» Instructions for the task
Recast the records from the start through the line containing "64], [101, 65]]", inclusive, as a two-column CSV with columns text and answer and one row per record. Put each record's text and its answer in one quoted field each, with line breaks replaced by spaces.

» Data for this task
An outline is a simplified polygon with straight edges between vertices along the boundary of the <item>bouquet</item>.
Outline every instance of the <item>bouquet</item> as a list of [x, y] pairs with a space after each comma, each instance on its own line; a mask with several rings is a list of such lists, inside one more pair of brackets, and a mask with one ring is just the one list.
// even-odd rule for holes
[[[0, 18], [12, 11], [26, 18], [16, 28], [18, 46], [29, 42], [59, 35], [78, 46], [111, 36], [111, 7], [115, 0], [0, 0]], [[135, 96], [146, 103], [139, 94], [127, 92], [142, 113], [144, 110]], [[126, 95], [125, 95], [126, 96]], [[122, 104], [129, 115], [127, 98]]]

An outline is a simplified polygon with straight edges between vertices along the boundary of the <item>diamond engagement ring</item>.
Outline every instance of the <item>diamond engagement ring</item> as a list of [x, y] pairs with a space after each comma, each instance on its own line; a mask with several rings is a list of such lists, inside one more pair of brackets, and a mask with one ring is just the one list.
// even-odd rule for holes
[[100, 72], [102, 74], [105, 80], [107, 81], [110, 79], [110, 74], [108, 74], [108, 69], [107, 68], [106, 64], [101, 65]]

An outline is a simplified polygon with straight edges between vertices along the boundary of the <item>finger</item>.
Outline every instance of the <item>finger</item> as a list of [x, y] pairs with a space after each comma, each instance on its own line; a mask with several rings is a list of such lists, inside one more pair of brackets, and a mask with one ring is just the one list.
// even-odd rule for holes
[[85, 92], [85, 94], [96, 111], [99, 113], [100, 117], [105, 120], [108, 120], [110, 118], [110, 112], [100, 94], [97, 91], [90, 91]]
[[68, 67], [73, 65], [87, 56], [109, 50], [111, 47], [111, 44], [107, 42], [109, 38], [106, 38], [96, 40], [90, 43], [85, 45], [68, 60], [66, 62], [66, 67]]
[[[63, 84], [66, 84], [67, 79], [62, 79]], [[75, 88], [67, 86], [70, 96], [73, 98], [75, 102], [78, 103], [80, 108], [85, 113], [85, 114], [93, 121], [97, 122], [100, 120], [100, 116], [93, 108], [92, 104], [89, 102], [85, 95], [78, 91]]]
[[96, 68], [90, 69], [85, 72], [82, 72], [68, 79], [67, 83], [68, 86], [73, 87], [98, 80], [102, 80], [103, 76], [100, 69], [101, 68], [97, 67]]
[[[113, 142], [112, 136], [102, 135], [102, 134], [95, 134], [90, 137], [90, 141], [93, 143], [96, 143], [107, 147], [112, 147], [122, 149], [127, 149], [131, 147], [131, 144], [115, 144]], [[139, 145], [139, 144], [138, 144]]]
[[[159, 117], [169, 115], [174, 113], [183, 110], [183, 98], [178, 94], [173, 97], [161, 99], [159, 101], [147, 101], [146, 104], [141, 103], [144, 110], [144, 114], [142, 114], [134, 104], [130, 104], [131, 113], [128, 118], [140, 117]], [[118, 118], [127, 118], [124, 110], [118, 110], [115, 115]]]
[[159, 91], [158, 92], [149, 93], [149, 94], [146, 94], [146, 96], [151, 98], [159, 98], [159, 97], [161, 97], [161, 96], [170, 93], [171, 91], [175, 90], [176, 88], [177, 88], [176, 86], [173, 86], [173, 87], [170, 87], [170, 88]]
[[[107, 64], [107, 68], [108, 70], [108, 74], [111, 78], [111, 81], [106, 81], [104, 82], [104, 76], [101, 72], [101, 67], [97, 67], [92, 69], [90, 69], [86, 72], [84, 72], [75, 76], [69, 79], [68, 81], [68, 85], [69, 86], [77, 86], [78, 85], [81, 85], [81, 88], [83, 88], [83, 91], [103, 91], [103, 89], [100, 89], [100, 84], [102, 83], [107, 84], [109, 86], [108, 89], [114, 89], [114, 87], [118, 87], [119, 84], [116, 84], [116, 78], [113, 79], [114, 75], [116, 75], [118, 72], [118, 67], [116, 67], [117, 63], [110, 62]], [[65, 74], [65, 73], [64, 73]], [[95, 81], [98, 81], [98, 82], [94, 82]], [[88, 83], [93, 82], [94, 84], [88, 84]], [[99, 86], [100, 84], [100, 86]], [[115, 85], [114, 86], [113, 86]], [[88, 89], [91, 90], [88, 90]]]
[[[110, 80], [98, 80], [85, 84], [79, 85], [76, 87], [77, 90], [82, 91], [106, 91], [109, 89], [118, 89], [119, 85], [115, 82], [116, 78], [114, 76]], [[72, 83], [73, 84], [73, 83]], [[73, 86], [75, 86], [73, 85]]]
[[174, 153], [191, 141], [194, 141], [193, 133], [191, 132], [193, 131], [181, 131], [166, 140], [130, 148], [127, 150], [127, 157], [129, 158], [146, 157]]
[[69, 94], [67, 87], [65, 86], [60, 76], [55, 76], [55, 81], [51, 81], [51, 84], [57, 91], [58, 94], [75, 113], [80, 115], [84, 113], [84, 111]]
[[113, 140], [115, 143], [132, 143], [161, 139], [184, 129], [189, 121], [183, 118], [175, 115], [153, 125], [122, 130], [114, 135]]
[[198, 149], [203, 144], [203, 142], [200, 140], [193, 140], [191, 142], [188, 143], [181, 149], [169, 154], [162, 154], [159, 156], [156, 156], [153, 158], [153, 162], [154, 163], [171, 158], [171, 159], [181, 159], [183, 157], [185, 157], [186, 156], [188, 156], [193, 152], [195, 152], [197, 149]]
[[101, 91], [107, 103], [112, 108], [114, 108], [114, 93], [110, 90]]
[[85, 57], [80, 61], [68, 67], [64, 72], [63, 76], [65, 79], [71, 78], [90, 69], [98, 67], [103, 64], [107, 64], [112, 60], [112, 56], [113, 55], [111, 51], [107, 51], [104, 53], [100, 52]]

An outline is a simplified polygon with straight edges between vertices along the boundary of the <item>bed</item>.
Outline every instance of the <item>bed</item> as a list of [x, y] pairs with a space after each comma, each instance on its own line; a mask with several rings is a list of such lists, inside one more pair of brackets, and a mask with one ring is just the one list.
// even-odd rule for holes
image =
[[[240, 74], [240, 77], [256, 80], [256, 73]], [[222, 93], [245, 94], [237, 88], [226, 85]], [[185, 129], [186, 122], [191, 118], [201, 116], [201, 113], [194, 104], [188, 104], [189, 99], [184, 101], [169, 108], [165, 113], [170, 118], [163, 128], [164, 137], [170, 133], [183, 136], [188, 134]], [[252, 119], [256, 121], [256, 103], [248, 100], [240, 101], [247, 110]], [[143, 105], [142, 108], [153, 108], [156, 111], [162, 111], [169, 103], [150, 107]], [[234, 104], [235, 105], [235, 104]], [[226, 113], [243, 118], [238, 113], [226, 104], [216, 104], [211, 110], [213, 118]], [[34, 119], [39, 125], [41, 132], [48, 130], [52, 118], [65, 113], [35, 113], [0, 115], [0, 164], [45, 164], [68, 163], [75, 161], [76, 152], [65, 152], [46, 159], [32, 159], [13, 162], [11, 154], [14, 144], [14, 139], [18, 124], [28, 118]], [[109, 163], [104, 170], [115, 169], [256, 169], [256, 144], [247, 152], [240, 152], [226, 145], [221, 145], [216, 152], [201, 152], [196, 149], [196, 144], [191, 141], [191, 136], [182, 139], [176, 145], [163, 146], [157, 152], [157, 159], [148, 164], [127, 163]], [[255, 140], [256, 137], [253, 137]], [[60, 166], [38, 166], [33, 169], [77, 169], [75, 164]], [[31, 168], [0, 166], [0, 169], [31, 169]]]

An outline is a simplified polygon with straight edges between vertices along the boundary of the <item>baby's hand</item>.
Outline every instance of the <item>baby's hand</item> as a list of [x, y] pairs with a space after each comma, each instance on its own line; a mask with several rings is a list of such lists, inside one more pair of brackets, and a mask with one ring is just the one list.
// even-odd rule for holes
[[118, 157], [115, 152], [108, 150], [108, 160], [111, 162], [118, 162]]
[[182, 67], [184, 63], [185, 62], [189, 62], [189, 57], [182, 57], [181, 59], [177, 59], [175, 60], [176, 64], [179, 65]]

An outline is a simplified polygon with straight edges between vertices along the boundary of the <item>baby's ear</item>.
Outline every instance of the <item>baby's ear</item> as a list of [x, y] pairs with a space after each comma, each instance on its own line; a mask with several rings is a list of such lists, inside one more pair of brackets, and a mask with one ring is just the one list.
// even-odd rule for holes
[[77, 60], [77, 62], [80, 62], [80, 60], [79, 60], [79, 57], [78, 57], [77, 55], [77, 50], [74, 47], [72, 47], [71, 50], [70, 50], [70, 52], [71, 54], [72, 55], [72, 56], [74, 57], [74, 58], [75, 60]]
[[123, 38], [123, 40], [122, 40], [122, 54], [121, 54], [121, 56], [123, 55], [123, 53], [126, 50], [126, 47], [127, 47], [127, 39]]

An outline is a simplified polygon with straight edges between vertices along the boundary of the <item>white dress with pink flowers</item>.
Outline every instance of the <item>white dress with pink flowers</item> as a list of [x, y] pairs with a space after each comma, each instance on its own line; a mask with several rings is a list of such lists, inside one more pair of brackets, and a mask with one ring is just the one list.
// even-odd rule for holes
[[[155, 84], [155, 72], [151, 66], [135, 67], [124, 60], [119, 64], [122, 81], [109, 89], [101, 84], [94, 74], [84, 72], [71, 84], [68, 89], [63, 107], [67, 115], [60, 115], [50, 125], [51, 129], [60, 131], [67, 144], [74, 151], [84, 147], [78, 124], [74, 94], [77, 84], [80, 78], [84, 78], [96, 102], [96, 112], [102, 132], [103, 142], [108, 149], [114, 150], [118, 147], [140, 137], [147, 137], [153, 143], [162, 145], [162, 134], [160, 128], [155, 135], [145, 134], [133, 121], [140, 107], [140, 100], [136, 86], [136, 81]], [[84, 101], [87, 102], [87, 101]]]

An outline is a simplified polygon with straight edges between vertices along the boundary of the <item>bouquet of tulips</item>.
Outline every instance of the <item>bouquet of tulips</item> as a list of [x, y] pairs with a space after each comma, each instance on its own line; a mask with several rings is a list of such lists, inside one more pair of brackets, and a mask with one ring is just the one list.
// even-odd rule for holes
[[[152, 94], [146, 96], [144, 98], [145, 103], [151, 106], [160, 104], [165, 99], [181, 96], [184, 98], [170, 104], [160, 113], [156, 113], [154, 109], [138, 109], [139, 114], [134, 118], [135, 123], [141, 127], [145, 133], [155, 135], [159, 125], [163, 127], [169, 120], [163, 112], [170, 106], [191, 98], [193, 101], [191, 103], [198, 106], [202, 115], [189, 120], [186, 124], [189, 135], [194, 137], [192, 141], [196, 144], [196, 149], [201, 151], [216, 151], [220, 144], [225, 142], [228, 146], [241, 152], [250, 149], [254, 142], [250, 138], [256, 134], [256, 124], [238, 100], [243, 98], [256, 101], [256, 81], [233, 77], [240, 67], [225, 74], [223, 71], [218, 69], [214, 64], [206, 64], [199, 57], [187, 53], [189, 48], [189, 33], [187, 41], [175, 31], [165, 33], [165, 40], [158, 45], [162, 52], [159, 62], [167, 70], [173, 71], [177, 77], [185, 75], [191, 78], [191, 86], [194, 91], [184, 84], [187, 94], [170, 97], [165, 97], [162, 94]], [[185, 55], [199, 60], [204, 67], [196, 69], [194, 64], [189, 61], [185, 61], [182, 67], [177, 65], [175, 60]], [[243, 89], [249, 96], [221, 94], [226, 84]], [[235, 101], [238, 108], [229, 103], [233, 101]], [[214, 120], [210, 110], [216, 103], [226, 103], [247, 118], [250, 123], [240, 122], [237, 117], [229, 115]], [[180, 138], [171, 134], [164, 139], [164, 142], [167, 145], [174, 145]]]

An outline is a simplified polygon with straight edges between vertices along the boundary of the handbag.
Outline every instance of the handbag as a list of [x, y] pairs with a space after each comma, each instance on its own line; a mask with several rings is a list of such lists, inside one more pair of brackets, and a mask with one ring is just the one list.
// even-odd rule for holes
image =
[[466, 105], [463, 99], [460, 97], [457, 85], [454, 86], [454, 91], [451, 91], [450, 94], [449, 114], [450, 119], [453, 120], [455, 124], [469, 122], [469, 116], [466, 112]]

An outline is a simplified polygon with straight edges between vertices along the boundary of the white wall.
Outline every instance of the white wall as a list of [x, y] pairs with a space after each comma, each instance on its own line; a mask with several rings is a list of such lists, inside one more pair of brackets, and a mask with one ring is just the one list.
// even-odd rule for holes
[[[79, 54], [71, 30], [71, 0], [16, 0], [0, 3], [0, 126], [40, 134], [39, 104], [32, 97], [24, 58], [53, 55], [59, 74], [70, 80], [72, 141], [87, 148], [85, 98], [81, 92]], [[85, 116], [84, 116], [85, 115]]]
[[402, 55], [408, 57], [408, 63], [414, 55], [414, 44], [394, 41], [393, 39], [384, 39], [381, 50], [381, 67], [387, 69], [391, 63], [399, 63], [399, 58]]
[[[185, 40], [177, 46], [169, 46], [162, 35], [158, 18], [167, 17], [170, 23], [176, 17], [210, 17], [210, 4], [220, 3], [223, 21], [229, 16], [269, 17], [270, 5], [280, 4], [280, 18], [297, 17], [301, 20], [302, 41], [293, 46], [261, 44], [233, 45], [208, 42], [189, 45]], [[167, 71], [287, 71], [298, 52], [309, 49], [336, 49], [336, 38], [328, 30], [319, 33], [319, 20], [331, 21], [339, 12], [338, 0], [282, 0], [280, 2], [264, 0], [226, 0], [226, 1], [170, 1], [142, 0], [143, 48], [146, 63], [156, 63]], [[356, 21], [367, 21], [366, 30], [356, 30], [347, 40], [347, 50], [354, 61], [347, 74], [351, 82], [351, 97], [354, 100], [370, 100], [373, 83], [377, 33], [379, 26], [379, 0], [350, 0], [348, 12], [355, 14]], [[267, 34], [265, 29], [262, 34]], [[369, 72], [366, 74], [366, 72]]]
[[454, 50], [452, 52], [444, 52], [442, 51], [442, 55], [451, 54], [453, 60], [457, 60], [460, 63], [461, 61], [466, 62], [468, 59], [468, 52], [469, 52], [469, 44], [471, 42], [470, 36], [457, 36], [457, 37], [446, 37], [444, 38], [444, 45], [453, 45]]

» Full output
text,answer
"An outline is a simplified polygon with straight edges between vertices along the boundary of the <item>bouquet</item>. Outline every instance of the <item>bouquet</item> as a list of [x, y] pairs with a space after each comma, each instance on its own line; a mask with several rings is a list of such lists, inside one more pair of brackets, and a mask with one ring is just the one list. // even-odd rule for holes","[[[0, 18], [12, 11], [26, 18], [16, 28], [18, 46], [29, 42], [59, 35], [78, 46], [111, 36], [111, 7], [115, 0], [0, 0]], [[135, 96], [146, 103], [139, 94], [127, 92], [142, 113], [144, 110]], [[126, 95], [125, 95], [126, 96]], [[122, 104], [129, 115], [127, 98]]]"
"An outline is a simplified polygon with straight edges between vertices along the boundary of the <item>diamond engagement ring</item>. Outline every instance of the <item>diamond engagement ring</item> as a list of [x, y] pairs with a space after each comma, each instance on its own line; a mask with several rings is a list of such lists, inside one more pair of brackets, and a mask with one ring is just the one list. // even-odd rule for holes","[[100, 72], [102, 74], [105, 80], [107, 81], [110, 79], [110, 74], [108, 74], [108, 69], [107, 68], [106, 64], [101, 65]]"